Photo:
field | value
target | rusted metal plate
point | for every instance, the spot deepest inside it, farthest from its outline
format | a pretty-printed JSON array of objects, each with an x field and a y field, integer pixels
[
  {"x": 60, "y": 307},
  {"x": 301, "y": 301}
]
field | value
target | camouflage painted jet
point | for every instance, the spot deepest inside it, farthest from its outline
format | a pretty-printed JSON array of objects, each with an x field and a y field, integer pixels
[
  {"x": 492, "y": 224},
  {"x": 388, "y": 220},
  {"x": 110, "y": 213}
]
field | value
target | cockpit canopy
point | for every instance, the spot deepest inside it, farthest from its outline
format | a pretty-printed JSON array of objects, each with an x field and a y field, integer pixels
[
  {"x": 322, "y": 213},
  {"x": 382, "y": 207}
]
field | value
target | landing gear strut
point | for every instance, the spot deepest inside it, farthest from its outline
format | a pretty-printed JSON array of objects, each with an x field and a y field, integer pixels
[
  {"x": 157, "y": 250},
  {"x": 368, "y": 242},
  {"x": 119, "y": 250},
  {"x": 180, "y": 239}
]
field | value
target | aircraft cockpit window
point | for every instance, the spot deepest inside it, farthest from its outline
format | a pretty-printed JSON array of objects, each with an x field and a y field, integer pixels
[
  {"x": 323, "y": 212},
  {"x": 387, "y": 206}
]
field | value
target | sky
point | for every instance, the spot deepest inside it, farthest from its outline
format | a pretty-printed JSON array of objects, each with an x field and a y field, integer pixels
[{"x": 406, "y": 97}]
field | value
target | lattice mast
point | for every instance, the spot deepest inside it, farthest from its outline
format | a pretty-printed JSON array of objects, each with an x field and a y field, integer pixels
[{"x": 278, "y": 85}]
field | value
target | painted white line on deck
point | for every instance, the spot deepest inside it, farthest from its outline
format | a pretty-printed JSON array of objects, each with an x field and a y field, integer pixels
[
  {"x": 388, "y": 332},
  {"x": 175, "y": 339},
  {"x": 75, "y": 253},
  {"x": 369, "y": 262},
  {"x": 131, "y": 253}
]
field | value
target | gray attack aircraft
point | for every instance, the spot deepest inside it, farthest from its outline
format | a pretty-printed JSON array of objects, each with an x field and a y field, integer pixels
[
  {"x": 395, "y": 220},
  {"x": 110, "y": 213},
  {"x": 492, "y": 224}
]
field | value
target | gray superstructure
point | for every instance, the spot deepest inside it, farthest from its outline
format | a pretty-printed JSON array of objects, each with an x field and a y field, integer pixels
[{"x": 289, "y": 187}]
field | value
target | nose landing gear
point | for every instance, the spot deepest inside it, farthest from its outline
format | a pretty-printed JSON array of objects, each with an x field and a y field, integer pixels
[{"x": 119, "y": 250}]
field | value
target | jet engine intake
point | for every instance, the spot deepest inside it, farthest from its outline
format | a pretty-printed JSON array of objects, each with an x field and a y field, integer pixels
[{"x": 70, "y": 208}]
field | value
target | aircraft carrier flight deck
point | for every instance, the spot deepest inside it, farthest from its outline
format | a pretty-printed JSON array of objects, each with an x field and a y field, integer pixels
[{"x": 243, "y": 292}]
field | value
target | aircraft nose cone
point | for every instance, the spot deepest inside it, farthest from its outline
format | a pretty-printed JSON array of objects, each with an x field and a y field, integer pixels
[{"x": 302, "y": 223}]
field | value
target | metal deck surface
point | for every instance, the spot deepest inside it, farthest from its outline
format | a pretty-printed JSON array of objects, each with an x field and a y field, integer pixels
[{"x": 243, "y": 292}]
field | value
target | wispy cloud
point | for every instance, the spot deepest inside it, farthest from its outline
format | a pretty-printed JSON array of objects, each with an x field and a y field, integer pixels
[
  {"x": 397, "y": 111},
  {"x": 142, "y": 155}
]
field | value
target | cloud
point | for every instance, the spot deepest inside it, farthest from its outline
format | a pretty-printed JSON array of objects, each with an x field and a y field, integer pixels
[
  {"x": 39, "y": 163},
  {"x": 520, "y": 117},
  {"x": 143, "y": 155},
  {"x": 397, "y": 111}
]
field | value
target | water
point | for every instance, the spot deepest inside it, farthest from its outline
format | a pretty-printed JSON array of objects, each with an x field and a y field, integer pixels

> **Goal**
Retype the records in full. Keep every line identical to the original.

> **Exercise response**
Photo:
field | value
target | rusted metal plate
point | for every instance, the spot deepest inside it, farthest from its outline
format | a pretty-printed JSON array of objects, each with an x field and a y field, integer pixels
[
  {"x": 60, "y": 307},
  {"x": 301, "y": 301}
]
field | value
target | camouflage painted jet
point | for every instance, the spot deepest inside it, farthest from its outline
format | a pretty-printed JSON array of objects, each with an x field and a y field, integer pixels
[
  {"x": 492, "y": 224},
  {"x": 388, "y": 220},
  {"x": 110, "y": 213}
]
field | value
target | cockpit canopy
point | for every instance, the spot deepest inside it, farthest from its outline
format | a pretty-printed JSON array of objects, each with an x field and a y field, integer pixels
[
  {"x": 322, "y": 213},
  {"x": 382, "y": 207}
]
field | value
target | landing gear strut
point | for every instance, the spot deepest inside it, farthest from its outline
format | a pretty-printed JSON array of objects, each with an x field and a y field, integer pixels
[
  {"x": 157, "y": 250},
  {"x": 368, "y": 242},
  {"x": 119, "y": 250},
  {"x": 180, "y": 239}
]
field | value
target | aircraft cockpit window
point | for every instance, the spot deepest inside it, farthest from its outline
format | a pretty-printed JSON array of objects, each with an x field and a y field, integer pixels
[
  {"x": 323, "y": 212},
  {"x": 387, "y": 206}
]
field | value
target | sky
point | for every instance, the spot deepest inside it, farthest from its outline
format | a pretty-printed JSON array of objects, each with an x field and a y field, integer pixels
[{"x": 406, "y": 97}]
field | value
target | lattice mast
point | for every instance, the spot deepest inside it, farthest from its outline
format | a pretty-printed JSON array of objects, each with an x field and a y field, integer pixels
[{"x": 278, "y": 85}]
field | value
target | painted white line on deck
point | for every instance, the spot deepest inside it, farthest from its outline
format | a pretty-printed JSON array of objects, each with an x field and a y field, integer pixels
[
  {"x": 388, "y": 332},
  {"x": 175, "y": 339},
  {"x": 75, "y": 253},
  {"x": 369, "y": 262},
  {"x": 131, "y": 253}
]
field | value
target | gray attack aircraft
point | for every instance, the spot deepest inside it, farthest from its outline
format | a pretty-printed JSON array of objects, each with an x field and a y field, integer pixels
[
  {"x": 395, "y": 220},
  {"x": 110, "y": 213},
  {"x": 492, "y": 224}
]
field | value
target | gray superstructure
point | for every instance, the spot deepest inside it, farthest from its outline
format | a pretty-printed JSON array of objects, each with an x field and a y field, integer pixels
[{"x": 289, "y": 187}]
field | value
target | nose landing gear
point | for every instance, the spot deepest inside it, farthest from its outline
format | a pretty-printed JSON array of objects, each with an x field and a y field, integer pixels
[{"x": 119, "y": 250}]
field | value
target | jet engine intake
point | for every instance, the spot deepest inside it, farthest from its outline
format | a pretty-printed JSON array of objects, each with an x field and a y field, integer pixels
[{"x": 70, "y": 208}]
field | value
target | aircraft carrier flight deck
point | for every instance, the spot deepest inside it, farthest from its outline
format | a pretty-printed JSON array of objects, each with an x field and a y field, integer pixels
[{"x": 243, "y": 292}]
field | value
target | aircraft nose cone
point | for every instance, the spot deepest inside it, farthest from its outline
format | a pretty-printed JSON array of objects, each with an x field and a y field, integer pixels
[{"x": 302, "y": 223}]
field | value
target | metal deck surface
point | for every instance, the spot deepest inside it, farthest from its outline
format | a pretty-printed JSON array of objects, each with an x field and a y field, integer pixels
[{"x": 243, "y": 292}]
field | value
target | wispy cloud
point | for every instance, the spot deepest inside it, farthest from its outline
format | a pretty-printed JSON array of objects, each with an x field and a y field, integer pixels
[
  {"x": 397, "y": 111},
  {"x": 142, "y": 155}
]
field | value
target | cloud
point | for every instance, the spot deepest inside it, farthest from its outline
format | a pretty-printed JSON array of objects, each with an x field and a y field, integer pixels
[
  {"x": 39, "y": 163},
  {"x": 520, "y": 117},
  {"x": 143, "y": 155},
  {"x": 397, "y": 111}
]
field | value
target | water
point | for every instance, the spot deepest inside it, farthest from its outline
format | a pretty-printed JSON array of objects, each with an x field and a y field, integer pixels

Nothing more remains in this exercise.